*** Textausschnitt ***
Die New York Times hat den Incirlik-Deal als "Wendepunkt" bezeichnet, was eine Untertreibung ist. Die F-16 der U.S. Air Force können jetzt ständig am Himmel über Syrien patrouillieren und eine De-Facto-Flugverbotszone errichten; das wird die Möglichkeiten Assads, die US-unterstützten Milizen, die bereits große Teile Syriens erobert haben und jetzt nach Damaskus greifen, (auch aus der Luft) zu bekämpfen, stark einschränken. Der Krieg kann zwar nicht nur aus der Luft gewonnen werden, aber die taktische Wende hat die Chancen der Dschihadisten stark verbessert. Mit anderen Worten, die Incirlik-Vereinbarung hat die Lage total verändert.

Die Obama-Regierung glaubt, der Regimewechsel sei jetzt in greifbare Nähe gerückt. Sie geht davon aus, dass U.S. Special Operations Forces und türkische Kampftruppen nur noch ein bisschen nachhelfen müssen und halten das für machbar. Deshalb hat Obama über den Plan Russlands, eine Übergangsregierung oder eine Koalition gegen den ISIS zu bilden, auch nur die Schultern gezuckt. Die USA meinen, keine Kompromisse eingehen zu müssen, weil sie jetzt über strategisch günstig gelegene Flugplätze verfügen, von denen aus sie ihre islamistische Marionetten-Armee schützen, noch mehr Ziele jenseits der Grenze bombardieren und den Himmel über Syrien kontrollieren können. Obama denkt, nur seinen Luftkrieg intensivieren, noch etwas mehr Druck auf Assad ausüben und warten zu müssen, bis dessen Regime zusammenbricht. Deshalb sollten wir zu Beginn der zweiten Phase mit einer deutlichen Eskalation rechnen.

Weil der russische Präsident Wladimir Putin das weiß, wird er mehr Waffen, Nachschub und Berater nach Syrien schicken. Er wird den Herrschaften in Washington signalisieren, dass er sie durchschaut hat und reagieren wird, wenn sie es zu weit treiben. In einem Interview mit dem staatlichen Channel 1 sagte Putin: "Wir wissen, was und wie wir es tun, wenn sich die Situation in Syrien durch noch mehr Gewalt noch weiter verschlechtert. Wir haben unsere Pläne."

Putins Pläne machen die US-Regierung sehr nervös, und sie versucht natürlich, herauszufinden, welche Asse er im Ärmel hat. Erst vor wenigen Tagen hat US-Außenminister John Kerry mit seinem russischen Kollegen Sergei Lawrow telefoniert, um seine "Besorgnis über die russische Militärhilfe für Syrien" auszudrücken. Der Anruf war ein plumper Versuch, Lawrow Informationen darüber zu entlocken, wie Moskau reagieren wird, wenn Washington weiterhin Assad zu stürzen versucht. Der russische Außenminister hat den Köder aber nicht geschluckt. Er hat seinen bisherigen Kurs beibehalten und Kerry nichts gesagt, was der nicht ohnehin schon wusste.
***
**Arbeitsauftrag:** Gib aus dem Textausschnitt über den Incirlik-Deal den Abschnitt zwischen „Die Obama-Regierung glaubt, der“ und „deutlichen Eskalation rechnen.“ wörtlich wieder, beide Stellen eingeschlossen.
*** Datensatz ***
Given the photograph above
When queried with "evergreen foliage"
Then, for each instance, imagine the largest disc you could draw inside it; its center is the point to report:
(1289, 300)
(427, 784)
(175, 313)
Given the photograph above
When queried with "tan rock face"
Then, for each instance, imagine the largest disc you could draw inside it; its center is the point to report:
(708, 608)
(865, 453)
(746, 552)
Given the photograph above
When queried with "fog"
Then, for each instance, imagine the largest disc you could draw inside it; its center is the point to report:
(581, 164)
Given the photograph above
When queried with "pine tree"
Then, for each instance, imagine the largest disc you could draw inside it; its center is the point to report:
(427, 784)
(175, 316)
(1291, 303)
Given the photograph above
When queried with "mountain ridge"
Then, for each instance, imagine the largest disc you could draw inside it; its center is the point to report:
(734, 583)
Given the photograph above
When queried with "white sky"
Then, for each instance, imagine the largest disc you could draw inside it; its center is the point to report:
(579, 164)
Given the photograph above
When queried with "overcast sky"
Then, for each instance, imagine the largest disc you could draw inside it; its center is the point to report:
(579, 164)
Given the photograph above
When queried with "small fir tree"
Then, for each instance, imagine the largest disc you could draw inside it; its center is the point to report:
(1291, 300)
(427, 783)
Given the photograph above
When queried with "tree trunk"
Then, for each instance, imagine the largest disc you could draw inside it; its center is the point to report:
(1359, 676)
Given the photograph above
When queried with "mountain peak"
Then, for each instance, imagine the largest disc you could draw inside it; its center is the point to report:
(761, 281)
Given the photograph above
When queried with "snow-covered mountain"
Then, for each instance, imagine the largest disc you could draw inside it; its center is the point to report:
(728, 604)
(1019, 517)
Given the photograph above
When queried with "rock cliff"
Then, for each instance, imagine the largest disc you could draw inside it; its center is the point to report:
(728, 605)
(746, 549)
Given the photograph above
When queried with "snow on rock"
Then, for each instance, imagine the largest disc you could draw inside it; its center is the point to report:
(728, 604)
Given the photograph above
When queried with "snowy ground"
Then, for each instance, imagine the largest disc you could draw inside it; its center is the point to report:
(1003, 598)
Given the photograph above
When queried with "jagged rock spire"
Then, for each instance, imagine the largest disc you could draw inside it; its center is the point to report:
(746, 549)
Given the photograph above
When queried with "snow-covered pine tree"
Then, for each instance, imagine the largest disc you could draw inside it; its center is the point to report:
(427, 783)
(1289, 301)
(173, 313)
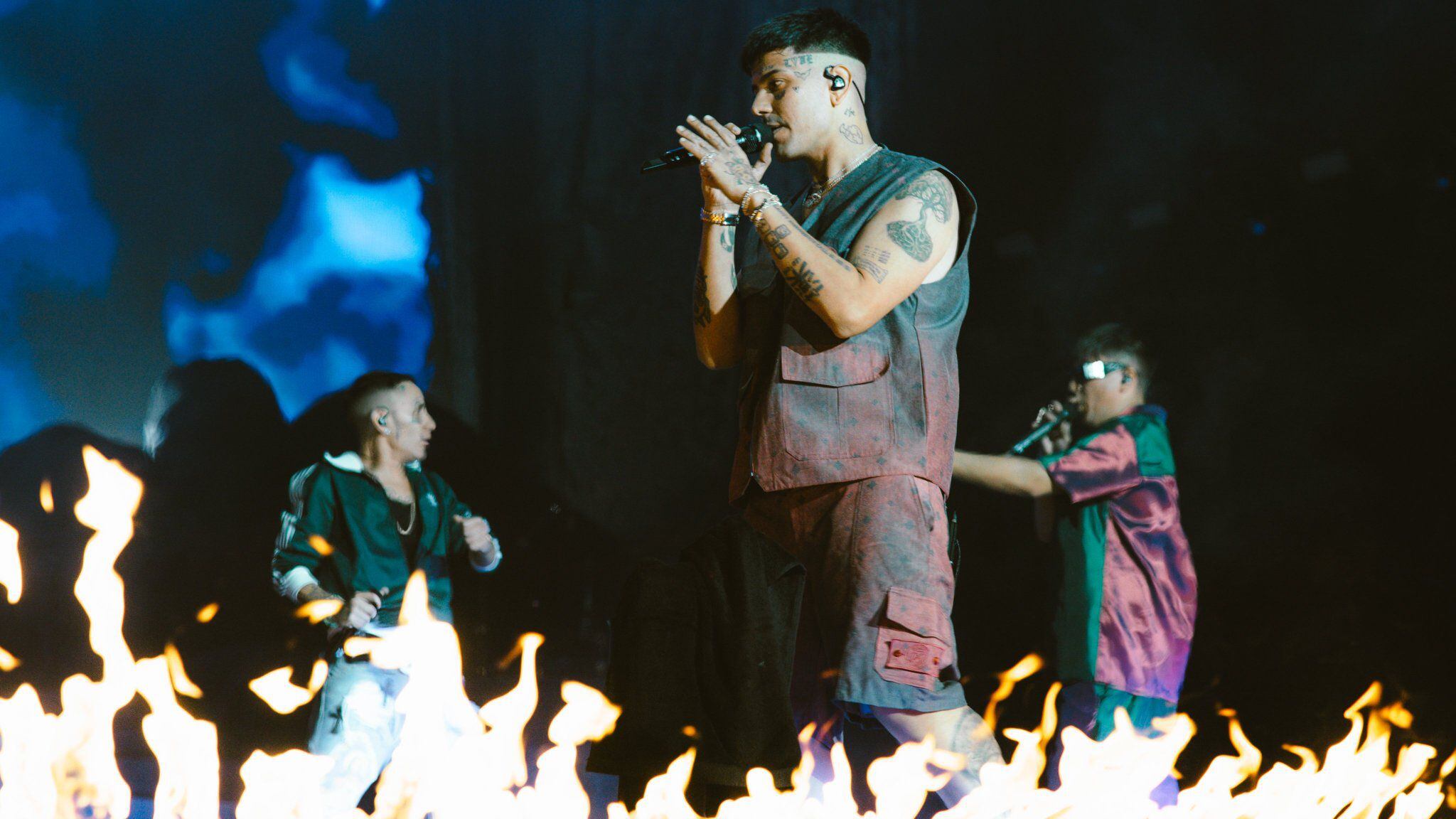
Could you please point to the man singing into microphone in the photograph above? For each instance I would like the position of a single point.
(1129, 592)
(843, 309)
(382, 516)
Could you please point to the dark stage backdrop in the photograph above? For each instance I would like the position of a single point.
(1263, 188)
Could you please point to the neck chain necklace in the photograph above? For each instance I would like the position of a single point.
(817, 191)
(414, 508)
(411, 528)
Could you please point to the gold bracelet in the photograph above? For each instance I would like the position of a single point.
(719, 218)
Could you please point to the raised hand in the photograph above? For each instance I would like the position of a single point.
(361, 609)
(1060, 437)
(727, 171)
(476, 534)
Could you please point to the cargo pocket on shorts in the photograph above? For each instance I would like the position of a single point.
(915, 640)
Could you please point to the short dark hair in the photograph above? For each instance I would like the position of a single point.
(361, 395)
(1117, 341)
(807, 30)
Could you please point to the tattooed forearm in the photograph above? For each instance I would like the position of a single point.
(702, 312)
(874, 261)
(803, 280)
(775, 241)
(912, 237)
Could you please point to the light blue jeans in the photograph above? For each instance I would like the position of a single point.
(358, 726)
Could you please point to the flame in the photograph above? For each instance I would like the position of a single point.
(184, 685)
(319, 611)
(287, 786)
(87, 778)
(11, 562)
(184, 745)
(1027, 666)
(277, 690)
(456, 761)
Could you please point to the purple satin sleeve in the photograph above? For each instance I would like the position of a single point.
(1149, 594)
(1096, 466)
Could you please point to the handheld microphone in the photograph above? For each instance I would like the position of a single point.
(750, 137)
(1042, 432)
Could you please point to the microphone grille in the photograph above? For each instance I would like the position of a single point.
(753, 136)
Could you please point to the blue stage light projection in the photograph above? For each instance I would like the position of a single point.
(338, 290)
(306, 69)
(53, 238)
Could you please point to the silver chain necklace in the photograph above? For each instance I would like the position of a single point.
(411, 528)
(817, 191)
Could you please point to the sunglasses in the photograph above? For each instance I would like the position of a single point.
(1096, 370)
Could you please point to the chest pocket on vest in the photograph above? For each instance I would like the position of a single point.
(836, 402)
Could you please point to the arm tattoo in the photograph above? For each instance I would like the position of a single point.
(803, 280)
(912, 237)
(872, 261)
(702, 314)
(775, 241)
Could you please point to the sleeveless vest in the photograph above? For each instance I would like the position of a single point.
(814, 408)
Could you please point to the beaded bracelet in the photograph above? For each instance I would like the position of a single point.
(719, 218)
(756, 218)
(749, 194)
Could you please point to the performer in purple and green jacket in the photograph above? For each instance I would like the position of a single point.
(1129, 594)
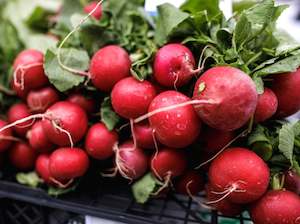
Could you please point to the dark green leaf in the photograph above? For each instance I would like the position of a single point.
(64, 80)
(108, 116)
(286, 141)
(169, 18)
(289, 64)
(194, 6)
(143, 188)
(30, 179)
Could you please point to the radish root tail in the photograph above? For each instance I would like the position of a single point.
(61, 64)
(154, 112)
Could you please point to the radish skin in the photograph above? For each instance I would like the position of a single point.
(240, 174)
(99, 141)
(234, 93)
(276, 207)
(109, 65)
(176, 128)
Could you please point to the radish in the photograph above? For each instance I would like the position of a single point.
(266, 106)
(69, 117)
(68, 163)
(225, 207)
(214, 140)
(99, 141)
(292, 181)
(22, 93)
(276, 207)
(144, 135)
(39, 100)
(168, 163)
(28, 70)
(175, 127)
(131, 162)
(190, 183)
(22, 156)
(285, 86)
(174, 65)
(38, 139)
(5, 137)
(63, 123)
(234, 94)
(17, 112)
(131, 98)
(87, 104)
(93, 6)
(42, 168)
(109, 65)
(239, 175)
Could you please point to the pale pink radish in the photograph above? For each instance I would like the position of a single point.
(234, 95)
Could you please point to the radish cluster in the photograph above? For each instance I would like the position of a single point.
(180, 115)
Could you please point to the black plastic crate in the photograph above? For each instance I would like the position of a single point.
(23, 205)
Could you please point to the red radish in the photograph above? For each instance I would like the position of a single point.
(276, 207)
(99, 141)
(286, 88)
(144, 135)
(88, 104)
(22, 156)
(5, 137)
(64, 123)
(109, 65)
(225, 206)
(292, 181)
(131, 98)
(38, 139)
(214, 140)
(239, 175)
(91, 6)
(178, 127)
(68, 163)
(234, 93)
(131, 162)
(17, 112)
(168, 163)
(42, 168)
(39, 100)
(28, 69)
(266, 106)
(174, 65)
(190, 183)
(68, 116)
(22, 93)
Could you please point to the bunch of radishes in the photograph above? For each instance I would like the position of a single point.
(57, 135)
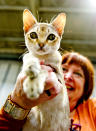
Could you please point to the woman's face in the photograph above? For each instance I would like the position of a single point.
(74, 81)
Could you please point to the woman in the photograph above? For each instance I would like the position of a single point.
(79, 79)
(78, 75)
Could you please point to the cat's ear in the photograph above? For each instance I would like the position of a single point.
(28, 20)
(59, 23)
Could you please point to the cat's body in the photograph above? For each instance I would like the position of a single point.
(43, 42)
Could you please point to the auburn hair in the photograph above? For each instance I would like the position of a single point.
(88, 69)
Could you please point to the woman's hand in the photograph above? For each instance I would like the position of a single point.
(51, 90)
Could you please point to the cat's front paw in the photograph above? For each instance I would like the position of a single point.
(31, 68)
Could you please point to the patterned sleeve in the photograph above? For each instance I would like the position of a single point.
(10, 124)
(92, 104)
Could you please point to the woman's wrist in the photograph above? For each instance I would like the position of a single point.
(13, 110)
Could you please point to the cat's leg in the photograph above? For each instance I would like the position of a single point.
(33, 85)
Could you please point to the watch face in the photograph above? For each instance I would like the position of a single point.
(14, 111)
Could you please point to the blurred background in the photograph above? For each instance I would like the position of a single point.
(79, 34)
***
**Schriftliche Antwort:**
Die Obama-Regierung glaubt, der Regimewechsel sei jetzt in greifbare Nähe gerückt. Sie geht davon aus, dass U.S. Special Operations Forces und türkische Kampftruppen nur noch ein bisschen nachhelfen müssen und halten das für machbar. Deshalb hat Obama über den Plan Russlands, eine Übergangsregierung oder eine Koalition gegen den ISIS zu bilden, auch nur die Schultern gezuckt. Die USA meinen, keine Kompromisse eingehen zu müssen, weil sie jetzt über strategisch günstig gelegene Flugplätze verfügen, von denen aus sie ihre islamistische Marionetten-Armee schützen, noch mehr Ziele jenseits der Grenze bombardieren und den Himmel über Syrien kontrollieren können. Obama denkt, nur seinen Luftkrieg intensivieren, noch etwas mehr Druck auf Assad ausüben und warten zu müssen, bis dessen Regime zusammenbricht. Deshalb sollten wir zu Beginn der zweiten Phase mit einer deutlichen Eskalation rechnen.